__What you need to do__: Render every line of the records below as a numbered list, omitting any blank lines.

####

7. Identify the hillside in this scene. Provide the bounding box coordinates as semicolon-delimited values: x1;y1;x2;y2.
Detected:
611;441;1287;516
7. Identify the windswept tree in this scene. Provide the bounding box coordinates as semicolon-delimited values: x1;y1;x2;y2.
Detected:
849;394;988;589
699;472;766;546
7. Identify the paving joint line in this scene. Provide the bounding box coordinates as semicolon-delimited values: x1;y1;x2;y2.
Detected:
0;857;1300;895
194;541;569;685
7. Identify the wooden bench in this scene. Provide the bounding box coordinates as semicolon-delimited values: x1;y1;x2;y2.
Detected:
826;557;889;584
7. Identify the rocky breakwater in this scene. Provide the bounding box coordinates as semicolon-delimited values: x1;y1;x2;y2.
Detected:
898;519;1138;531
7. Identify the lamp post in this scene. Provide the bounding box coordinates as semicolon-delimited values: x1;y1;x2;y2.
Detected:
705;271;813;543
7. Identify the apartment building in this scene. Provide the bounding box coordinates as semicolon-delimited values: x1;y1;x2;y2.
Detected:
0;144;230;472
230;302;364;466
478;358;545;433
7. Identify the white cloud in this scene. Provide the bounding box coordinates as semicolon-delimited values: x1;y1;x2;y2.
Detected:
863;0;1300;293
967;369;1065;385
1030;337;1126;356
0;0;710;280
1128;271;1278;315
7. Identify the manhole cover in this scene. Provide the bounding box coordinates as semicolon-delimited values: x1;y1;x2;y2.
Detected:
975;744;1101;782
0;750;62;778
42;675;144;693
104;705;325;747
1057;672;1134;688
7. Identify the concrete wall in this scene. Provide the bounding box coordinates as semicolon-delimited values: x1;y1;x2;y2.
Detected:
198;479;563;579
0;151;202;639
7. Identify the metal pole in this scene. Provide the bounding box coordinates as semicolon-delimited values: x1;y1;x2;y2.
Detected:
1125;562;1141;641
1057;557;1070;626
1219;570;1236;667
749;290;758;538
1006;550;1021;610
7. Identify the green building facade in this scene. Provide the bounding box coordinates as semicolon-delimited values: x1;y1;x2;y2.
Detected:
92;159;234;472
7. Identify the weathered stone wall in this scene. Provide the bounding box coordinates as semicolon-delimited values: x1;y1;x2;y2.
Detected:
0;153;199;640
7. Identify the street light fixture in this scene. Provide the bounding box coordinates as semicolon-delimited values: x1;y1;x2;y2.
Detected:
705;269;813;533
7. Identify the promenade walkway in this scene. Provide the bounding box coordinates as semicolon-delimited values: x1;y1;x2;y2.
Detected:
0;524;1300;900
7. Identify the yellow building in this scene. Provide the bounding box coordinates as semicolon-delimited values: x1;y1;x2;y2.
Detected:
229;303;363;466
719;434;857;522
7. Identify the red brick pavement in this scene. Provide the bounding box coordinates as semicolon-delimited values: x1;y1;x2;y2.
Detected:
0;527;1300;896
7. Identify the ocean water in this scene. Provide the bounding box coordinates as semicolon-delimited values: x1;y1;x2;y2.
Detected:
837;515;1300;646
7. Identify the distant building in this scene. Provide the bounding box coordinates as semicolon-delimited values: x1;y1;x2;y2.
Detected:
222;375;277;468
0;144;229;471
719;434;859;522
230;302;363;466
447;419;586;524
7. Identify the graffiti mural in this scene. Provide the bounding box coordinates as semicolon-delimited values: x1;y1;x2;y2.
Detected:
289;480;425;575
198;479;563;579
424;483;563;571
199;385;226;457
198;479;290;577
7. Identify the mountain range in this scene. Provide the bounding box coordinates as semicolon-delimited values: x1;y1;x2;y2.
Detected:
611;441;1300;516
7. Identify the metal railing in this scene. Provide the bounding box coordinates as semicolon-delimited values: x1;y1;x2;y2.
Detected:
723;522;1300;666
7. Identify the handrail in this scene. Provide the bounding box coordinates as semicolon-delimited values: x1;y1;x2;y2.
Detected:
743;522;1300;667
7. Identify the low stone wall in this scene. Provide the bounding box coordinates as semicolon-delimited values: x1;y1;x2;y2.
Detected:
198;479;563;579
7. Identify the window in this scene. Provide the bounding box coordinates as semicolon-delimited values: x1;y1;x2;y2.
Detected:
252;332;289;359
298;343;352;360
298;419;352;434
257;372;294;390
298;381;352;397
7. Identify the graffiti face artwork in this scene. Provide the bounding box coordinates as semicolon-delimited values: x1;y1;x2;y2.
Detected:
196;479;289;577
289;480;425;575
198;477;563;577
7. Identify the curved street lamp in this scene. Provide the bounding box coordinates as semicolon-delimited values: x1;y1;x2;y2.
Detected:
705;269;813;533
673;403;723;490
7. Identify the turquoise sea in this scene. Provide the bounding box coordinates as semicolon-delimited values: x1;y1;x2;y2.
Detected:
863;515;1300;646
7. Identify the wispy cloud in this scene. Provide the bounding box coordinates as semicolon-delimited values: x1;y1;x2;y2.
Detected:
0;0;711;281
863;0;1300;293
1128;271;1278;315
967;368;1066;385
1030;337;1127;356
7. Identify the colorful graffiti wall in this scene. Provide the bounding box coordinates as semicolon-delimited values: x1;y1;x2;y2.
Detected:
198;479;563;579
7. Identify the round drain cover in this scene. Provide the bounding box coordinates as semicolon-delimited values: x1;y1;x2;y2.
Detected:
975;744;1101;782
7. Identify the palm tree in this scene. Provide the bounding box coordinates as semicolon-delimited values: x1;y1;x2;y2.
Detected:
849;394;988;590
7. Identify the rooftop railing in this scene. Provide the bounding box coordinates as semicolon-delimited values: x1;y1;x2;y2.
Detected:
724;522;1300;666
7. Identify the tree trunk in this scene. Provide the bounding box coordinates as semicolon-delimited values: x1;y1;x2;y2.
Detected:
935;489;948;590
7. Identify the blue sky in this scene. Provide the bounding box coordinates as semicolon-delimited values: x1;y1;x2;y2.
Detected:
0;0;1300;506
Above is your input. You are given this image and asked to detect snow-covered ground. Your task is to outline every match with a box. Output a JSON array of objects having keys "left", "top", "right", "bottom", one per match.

####

__Output below__:
1. 7. Identify the hillside in this scene. Provide the bounding box coordinates as semicolon-delimited values: x1;y1;x2;y2.
2. Detected:
3. 611;441;1287;516
4. 7. Identify the windswept tree in this scene. Provide the bounding box coordinates as semicolon-delimited values: x1;y1;x2;y2.
5. Detected:
6. 849;394;988;589
7. 699;472;766;546
8. 7. Identify the paving joint line in this scene. Provide the bounding box coordinates as semicolon-delimited values: x1;y1;x2;y2.
9. Detected:
10. 0;857;1300;895
11. 194;541;569;685
12. 7. Identify the wooden bench in this scene. Provide the bounding box coordinates as semicolon-delimited values: x1;y1;x2;y2.
13. Detected:
14. 826;557;889;584
15. 7. Identify the rocky breakwater in this scene. Provide the bounding box coordinates as semicolon-delimited values: x1;y1;x2;y2.
16. Detected:
17. 898;519;1138;531
18. 7. Identify the lamp post in this scene. Provide the bounding box coordinates as semicolon-delimited values: x1;y1;x2;y2.
19. Detected:
20. 705;271;813;543
21. 7. Identify the apartment building in this scene. Provide the bounding box coordinates as semicolon-delimited values: x1;y1;x2;y2.
22. Detected:
23. 0;144;230;472
24. 230;302;364;466
25. 478;358;545;433
26. 7. Identify the white cloud in this scene. Provide the bounding box coordinates as semicolon-delimited values: x1;y1;x2;y2.
27. Detected:
28. 863;0;1300;293
29. 967;369;1065;385
30. 1030;337;1126;356
31. 0;0;710;280
32. 1128;271;1278;315
33. 7. Identify the manhole cover in this scene. Provide the bounding box coordinates as semicolon-delimited values: x1;y1;x2;y2.
34. Detected:
35. 975;744;1101;782
36. 0;750;62;778
37. 42;675;144;693
38. 104;705;325;747
39. 1057;672;1134;688
40. 7. Identify the concrete wall in this scene. Provide the bounding box coordinates as semicolon-delimited values: x1;y1;x2;y2.
41. Detected:
42. 198;479;563;579
43. 0;151;202;639
44. 7. Identify the metal pole in this scene. Provide the bounding box coordinates as semicolon-delimited values: x1;y1;x2;y2.
45. Detected:
46. 1125;562;1141;641
47. 1057;557;1070;626
48. 1219;570;1236;667
49. 749;290;758;538
50. 1006;550;1021;610
51. 7. Identify the green building facade in this scene. Provide the bounding box coordinates as semicolon-delimited values: x1;y1;x2;y2.
52. Detected:
53. 92;159;234;472
54. 7. Identify the weathered stone wall in this scene. Provide the bounding box coordinates as semicolon-delimited values: x1;y1;x2;y2.
55. Detected:
56. 0;153;199;640
57. 7. Identify the street light fixture in this scene. Provide the bounding box coordinates as semicolon-delimited values: x1;y1;x2;y2.
58. Detected:
59. 705;269;813;533
60. 7. Identify the promenade walkway in this scene. Provide the bounding box coordinates as semicolon-delimited values: x1;y1;x2;y2.
61. Detected:
62. 0;524;1300;900
63. 7. Identify the yellow building in this scene. Provide the bounding box coordinates as semicolon-delimited values: x1;y1;x2;y2.
64. Detected:
65. 229;303;363;466
66. 719;434;857;522
67. 7. Identify the red brick pavement in this scene. Provide the bounding box coordinates as semicolon-delimited values: x1;y1;x2;y2.
68. Detected:
69. 0;527;1300;896
70. 7. Identify the ocean water in this scene. Provide the bounding box coordinates as semicolon-delimited values: x1;y1;x2;y2.
71. Detected:
72. 837;515;1300;646
73. 7. Identify the distant building in this scene. Provide the bounding box coordinates as semicolon-delimited values: x1;y1;x2;y2.
74. Detected:
75. 222;375;277;468
76. 0;144;229;471
77. 719;434;859;522
78. 230;302;363;466
79. 447;419;586;524
80. 7. Identify the graffiti mural in this scene. Provide the bounding box coordinates as semicolon-delimited values: x1;y1;x2;y2.
81. Detected:
82. 289;480;425;575
83. 198;479;563;579
84. 424;483;563;571
85. 199;385;226;457
86. 198;479;290;577
87. 7. Identify the mountain range in this scene. Provide the bounding box coordinates as semicolon-delimited values: x1;y1;x2;y2.
88. Detected:
89. 611;441;1300;516
90. 7. Identify the metal railing in this scene. Provide the bounding box coordinates as semicolon-delimited values: x1;y1;x2;y2.
91. Detected:
92. 723;522;1300;666
93. 7. Identify the handrail in this scene. Provide the bounding box coordinates as semicolon-delimited values: x1;y1;x2;y2.
94. Detected:
95. 743;522;1300;667
96. 7. Identify the low stone wall in this scene. Provide the bounding box coordinates as semicolon-delimited values: x1;y1;x2;y2.
97. Detected:
98. 198;479;563;579
99. 7. Identify the window in this scene. Provide the bounding box coordinates as semicolon-delimited values: x1;y1;x2;y2.
100. Detected:
101. 252;332;289;359
102. 298;343;352;360
103. 298;419;352;434
104. 257;372;294;390
105. 298;381;352;397
106. 7. Identify the graffiti face artwork in this scene. Provide the bounding box coordinates as semicolon-delimited values: x1;y1;x2;y2.
107. Detected:
108. 196;479;289;577
109. 289;480;425;575
110. 198;477;563;577
111. 7. Identify the curved street lamp in this scene. Provide the bounding box coordinates as semicolon-delimited values: x1;y1;x2;y2.
112. Detected:
113. 705;269;813;533
114. 673;403;723;490
115. 7. Identify the turquoise sea in this scene. Provide the bounding box coordinates as semicolon-delimited values: x1;y1;x2;y2.
116. Detected:
117. 863;515;1300;646
118. 7. Identify the wispy cloud in this scene. Provide the bounding box coordinates as semicolon-delimited values: x1;y1;x2;y2.
119. Detected:
120. 0;0;711;281
121. 863;0;1300;293
122. 1128;271;1278;315
123. 967;368;1066;385
124. 1030;337;1127;356
125. 7. Identify the colorful graffiti wall in this scene. Provide the bounding box coordinates as semicolon-delimited values: x1;y1;x2;y2.
126. Detected:
127. 198;479;563;579
128. 7. Identify the round drain cover in this scene. Provide the bounding box coordinates as semicolon-delimited values: x1;y1;x2;y2.
129. Detected:
130. 975;744;1101;782
131. 7. Identify the palm tree in this scene. Provide the bounding box coordinates as semicolon-delimited values: x1;y1;x2;y2.
132. Detected:
133. 849;394;988;590
134. 7. Identify the rooftop railing in this scene. Provide the bounding box coordinates as semicolon-delimited values: x1;y1;x2;y2.
135. Detected:
136. 724;522;1300;666
137. 7. Identify the tree trunk in this scene. Provide the bounding box coordinates as semicolon-delimited values: x1;y1;x2;y2.
138. Detected:
139. 935;489;948;590
140. 7. Identify the blue sky in this scene. Provide the bounding box coordinates as semicolon-delimited values: x1;y1;x2;y2.
141. Detected:
142. 0;0;1300;506
143. Above is your input. You are given this image and asked to detect snow-covered ground. Your task is to outline every match with a box. Output a JSON array of objects having keys "left", "top", "right", "bottom", one per match.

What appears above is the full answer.